**Requirement:** Quote the slackline records text word for word, everything from "The current world" down to "in Lausanne, Switzerland.".

Text segment Start Marker

On 10 July 2024, Jaan Roose narrowly missed a world's record despite a 3.6 km crossing in the Strait of Messina.

===Longest free solo highline===
At a length of 110 meters (120 yards) and a height of 200 m (218 yards), the longest free solo highline was walked at the Verdon Gorge in Southern France by German Slackliner Friedi Kühne. The longest free solo highline by a female is held by Lucia Bryn, who walked a 33-meter-long (36 yard) highline in Yosemite, California, USA, on 7 July 2022. The line was 80 meters (86 yards) high.

===Highest slackline===
The highest slackline on record was walked by Christian Schou on August 3, 2006, at Kjerag in Rogaland, Norway. The slackline was 1000 m high. The project was repeated by Aleksander Mork in September 2007.
Rafael Zugno Bridi currently holds the world record who walked a slackline between two hot air balloons.

In 2015, Stephan Siegrist performed a slackline walk in the summit area of Mount Kilimanjaro at an altitude exceeding 5,500 meters above sea level.

The current world record for the highest urban highline is held by Friedi Kühne, Mia Noblet, Gennady Skripko, Vladimir Murzaev, Maksim Kagin, Alexander Gribanov, and Nathan Paulin. All seven athletes managed to walk a 220 m-long, 350 m-high slackline between Oko Tower and Neva Tower 2 in Moscow, on September 7, 2019.

===Longest slackline (longline)===
The longest slackline walked by a woman, with a length of 305 m, was walked by Annalisa Casiraghi across a field in Schüpberg near Bern, Switzerland. The previous record had been set in September 2014 by Laetitia Gonnon, who walked 230 m (754 ft 7.1 in) in Lausanne, Switzerland.

=== Longest blindfolded slackline walk ===
On 28 April 2019 in Kislovodsk, Russia, Friedi Kühne and Lukas Irmler from Germany walked a 975 m-long, 200 m-high slackline entirely with their eyes closed, ensuring this with a blindfold strapped over their eyes. Thus they broke the world record for the longest blindfolded slackline walk.

Text segment End Marker
Data section Start Marker

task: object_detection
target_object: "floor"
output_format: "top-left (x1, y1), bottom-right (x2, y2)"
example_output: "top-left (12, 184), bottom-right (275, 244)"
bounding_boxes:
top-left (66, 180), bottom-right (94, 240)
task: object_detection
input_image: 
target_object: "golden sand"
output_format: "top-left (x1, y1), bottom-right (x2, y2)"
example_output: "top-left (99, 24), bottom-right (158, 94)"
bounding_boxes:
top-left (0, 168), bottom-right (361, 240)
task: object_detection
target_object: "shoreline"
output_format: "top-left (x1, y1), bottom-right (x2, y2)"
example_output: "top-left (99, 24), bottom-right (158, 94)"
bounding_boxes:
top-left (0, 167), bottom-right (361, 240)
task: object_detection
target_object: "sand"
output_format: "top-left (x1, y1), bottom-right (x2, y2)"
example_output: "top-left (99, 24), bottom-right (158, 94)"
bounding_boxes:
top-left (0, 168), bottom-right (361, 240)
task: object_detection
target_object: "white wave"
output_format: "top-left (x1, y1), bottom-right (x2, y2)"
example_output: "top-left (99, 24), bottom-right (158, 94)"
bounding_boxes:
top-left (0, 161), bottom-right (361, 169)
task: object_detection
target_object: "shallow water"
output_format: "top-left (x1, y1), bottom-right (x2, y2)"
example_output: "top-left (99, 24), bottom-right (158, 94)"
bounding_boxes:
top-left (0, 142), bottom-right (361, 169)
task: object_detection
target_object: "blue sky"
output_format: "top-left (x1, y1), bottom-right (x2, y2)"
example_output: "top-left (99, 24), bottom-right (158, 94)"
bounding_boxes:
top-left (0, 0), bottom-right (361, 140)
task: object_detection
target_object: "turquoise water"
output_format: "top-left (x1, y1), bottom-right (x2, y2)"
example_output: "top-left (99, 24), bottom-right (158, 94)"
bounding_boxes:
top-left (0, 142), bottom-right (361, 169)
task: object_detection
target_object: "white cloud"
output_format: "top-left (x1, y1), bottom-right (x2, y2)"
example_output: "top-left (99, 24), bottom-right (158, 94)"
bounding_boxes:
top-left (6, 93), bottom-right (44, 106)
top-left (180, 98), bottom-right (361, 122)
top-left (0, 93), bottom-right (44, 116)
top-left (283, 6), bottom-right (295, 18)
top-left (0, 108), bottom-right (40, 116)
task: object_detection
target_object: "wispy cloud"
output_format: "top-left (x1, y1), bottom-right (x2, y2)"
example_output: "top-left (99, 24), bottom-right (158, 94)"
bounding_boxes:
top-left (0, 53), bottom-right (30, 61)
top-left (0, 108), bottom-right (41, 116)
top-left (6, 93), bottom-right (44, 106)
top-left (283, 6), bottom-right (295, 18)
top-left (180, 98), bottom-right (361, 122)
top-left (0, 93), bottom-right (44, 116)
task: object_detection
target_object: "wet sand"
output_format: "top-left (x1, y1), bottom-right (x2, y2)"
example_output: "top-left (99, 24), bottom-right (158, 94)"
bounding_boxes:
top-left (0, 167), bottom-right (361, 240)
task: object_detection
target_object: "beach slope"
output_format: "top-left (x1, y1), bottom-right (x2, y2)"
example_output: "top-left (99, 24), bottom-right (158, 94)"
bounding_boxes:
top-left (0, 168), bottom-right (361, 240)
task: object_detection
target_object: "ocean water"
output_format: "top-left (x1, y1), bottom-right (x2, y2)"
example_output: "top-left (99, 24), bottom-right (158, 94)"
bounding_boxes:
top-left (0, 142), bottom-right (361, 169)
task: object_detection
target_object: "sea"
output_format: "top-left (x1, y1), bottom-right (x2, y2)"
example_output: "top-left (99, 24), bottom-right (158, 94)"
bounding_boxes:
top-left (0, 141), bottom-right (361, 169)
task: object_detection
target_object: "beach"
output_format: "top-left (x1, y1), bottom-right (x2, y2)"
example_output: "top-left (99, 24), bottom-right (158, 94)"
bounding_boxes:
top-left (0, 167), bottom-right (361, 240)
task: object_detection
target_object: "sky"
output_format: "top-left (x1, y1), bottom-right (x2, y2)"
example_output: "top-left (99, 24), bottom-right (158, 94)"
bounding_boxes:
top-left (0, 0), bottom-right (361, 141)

Data section End Marker

**Result for this task:**
The current world record for the highest urban highline is held by Friedi Kühne, Mia Noblet, Gennady Skripko, Vladimir Murzaev, Maksim Kagin, Alexander Gribanov, and Nathan Paulin. All seven athletes managed to walk a 220 m-long, 350 m-high slackline between Oko Tower and Neva Tower 2 in Moscow, on September 7, 2019.

===Longest slackline (longline)===
The longest slackline walked by a woman, with a length of 305 m, was walked by Annalisa Casiraghi across a field in Schüpberg near Bern, Switzerland. The previous record had been set in September 2014 by Laetitia Gonnon, who walked 230 m (754 ft 7.1 in) in Lausanne, Switzerland.